● **Instruction**
Starting at the line that contains "Reviewer note: every instance of the man's" and continuing through the end of the data, reproduce every line, requests included. Multiply each coordinate in the answers by 1.55 and round to whole numbers with halves going up, but leave the numbers in the requests and their format samples as they are.

──────────────────────────────

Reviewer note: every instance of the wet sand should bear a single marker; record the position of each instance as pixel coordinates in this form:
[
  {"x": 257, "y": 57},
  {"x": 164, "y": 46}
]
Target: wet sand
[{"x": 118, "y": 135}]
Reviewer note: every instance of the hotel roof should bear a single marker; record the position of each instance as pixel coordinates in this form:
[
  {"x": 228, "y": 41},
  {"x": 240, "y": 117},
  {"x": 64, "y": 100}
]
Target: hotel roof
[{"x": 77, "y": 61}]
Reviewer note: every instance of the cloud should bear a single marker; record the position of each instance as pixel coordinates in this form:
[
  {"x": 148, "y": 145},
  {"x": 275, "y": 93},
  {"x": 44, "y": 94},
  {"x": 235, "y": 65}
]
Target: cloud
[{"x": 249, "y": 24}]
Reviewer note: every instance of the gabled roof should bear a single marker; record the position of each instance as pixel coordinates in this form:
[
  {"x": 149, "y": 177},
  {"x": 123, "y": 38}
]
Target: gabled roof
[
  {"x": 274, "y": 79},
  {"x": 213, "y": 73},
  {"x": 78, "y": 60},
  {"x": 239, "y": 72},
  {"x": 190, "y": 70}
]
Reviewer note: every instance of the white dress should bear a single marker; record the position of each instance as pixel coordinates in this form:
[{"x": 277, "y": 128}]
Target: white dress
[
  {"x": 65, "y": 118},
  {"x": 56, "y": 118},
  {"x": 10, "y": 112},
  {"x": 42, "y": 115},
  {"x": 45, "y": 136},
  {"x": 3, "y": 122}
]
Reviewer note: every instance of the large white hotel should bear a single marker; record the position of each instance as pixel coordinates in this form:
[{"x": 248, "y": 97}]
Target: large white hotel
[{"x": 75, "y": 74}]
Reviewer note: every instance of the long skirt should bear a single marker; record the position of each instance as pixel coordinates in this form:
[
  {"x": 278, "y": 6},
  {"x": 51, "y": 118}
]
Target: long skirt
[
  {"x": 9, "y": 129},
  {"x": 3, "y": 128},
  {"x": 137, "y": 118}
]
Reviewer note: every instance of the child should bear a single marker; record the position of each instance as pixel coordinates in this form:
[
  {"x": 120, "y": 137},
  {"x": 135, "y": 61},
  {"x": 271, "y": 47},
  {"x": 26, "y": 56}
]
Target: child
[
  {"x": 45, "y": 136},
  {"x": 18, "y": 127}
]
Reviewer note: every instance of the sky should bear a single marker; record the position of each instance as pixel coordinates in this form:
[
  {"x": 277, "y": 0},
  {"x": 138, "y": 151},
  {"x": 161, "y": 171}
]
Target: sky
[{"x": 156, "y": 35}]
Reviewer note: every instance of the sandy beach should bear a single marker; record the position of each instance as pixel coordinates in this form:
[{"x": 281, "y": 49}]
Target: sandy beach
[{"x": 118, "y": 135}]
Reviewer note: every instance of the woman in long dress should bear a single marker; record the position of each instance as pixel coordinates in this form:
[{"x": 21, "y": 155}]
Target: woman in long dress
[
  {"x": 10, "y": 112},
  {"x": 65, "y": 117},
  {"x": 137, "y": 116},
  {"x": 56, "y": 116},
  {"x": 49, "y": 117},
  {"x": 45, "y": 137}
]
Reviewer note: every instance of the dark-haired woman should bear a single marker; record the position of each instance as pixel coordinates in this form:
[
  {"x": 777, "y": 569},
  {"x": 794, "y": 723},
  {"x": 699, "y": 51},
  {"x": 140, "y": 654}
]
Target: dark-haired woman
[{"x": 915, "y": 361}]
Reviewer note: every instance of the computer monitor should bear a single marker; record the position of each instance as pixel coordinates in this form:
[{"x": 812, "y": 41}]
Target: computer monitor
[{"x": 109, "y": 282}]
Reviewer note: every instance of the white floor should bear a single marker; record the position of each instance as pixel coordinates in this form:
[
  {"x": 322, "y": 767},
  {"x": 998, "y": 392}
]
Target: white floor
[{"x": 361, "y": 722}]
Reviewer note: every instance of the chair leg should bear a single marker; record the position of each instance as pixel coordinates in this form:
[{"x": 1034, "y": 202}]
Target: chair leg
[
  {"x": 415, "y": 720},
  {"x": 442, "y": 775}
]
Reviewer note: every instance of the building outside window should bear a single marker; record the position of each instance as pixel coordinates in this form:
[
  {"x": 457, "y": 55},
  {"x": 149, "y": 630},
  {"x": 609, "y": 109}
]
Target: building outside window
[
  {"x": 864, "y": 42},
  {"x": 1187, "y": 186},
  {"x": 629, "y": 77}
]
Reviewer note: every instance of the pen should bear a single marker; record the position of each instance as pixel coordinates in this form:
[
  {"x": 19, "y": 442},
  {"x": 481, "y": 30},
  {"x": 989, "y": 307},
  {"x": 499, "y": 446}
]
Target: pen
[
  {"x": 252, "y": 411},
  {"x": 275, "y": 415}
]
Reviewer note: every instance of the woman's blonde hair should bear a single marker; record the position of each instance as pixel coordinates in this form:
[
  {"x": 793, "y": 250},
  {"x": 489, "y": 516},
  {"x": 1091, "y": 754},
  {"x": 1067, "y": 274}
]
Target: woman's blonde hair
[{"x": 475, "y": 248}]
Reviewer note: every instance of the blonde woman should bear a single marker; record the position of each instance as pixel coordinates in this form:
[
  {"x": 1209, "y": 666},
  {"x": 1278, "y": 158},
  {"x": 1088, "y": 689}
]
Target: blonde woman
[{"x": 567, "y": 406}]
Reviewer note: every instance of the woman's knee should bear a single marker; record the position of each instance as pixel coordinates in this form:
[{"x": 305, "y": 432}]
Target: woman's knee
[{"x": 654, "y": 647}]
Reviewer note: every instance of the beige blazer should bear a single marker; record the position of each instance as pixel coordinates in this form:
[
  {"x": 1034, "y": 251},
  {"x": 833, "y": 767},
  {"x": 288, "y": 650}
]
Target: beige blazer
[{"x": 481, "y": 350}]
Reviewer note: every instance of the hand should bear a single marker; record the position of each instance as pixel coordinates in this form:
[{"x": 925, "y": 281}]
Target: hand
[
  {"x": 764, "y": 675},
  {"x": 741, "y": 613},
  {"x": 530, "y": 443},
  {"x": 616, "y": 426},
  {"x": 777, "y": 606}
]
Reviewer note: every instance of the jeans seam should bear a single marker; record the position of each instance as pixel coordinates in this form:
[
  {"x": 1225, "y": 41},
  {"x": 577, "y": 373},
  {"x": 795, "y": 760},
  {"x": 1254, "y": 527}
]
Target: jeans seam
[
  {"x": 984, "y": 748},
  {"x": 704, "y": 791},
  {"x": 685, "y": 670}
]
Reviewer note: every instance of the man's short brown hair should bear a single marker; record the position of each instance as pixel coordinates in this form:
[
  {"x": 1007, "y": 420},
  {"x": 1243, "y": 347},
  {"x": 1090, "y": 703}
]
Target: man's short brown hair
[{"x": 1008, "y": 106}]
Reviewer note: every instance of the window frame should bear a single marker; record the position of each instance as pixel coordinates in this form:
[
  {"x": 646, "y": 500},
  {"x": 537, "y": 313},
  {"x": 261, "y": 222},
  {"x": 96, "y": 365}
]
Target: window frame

──────────────────────────────

● **Output of the exercise**
Reviewer note: every instance of the man's short brown hair should bear a single marker; record the position of each instance as pixel coordinates in this form:
[
  {"x": 1007, "y": 420},
  {"x": 1243, "y": 347},
  {"x": 1090, "y": 703}
]
Target: man's short brown hair
[{"x": 1562, "y": 164}]
Reviewer note: every instance of the window frame should bear a single marker; record the position of each instance as pixel coordinates in this form:
[
  {"x": 646, "y": 500},
  {"x": 537, "y": 313},
  {"x": 261, "y": 222},
  {"x": 96, "y": 365}
]
Target: window frame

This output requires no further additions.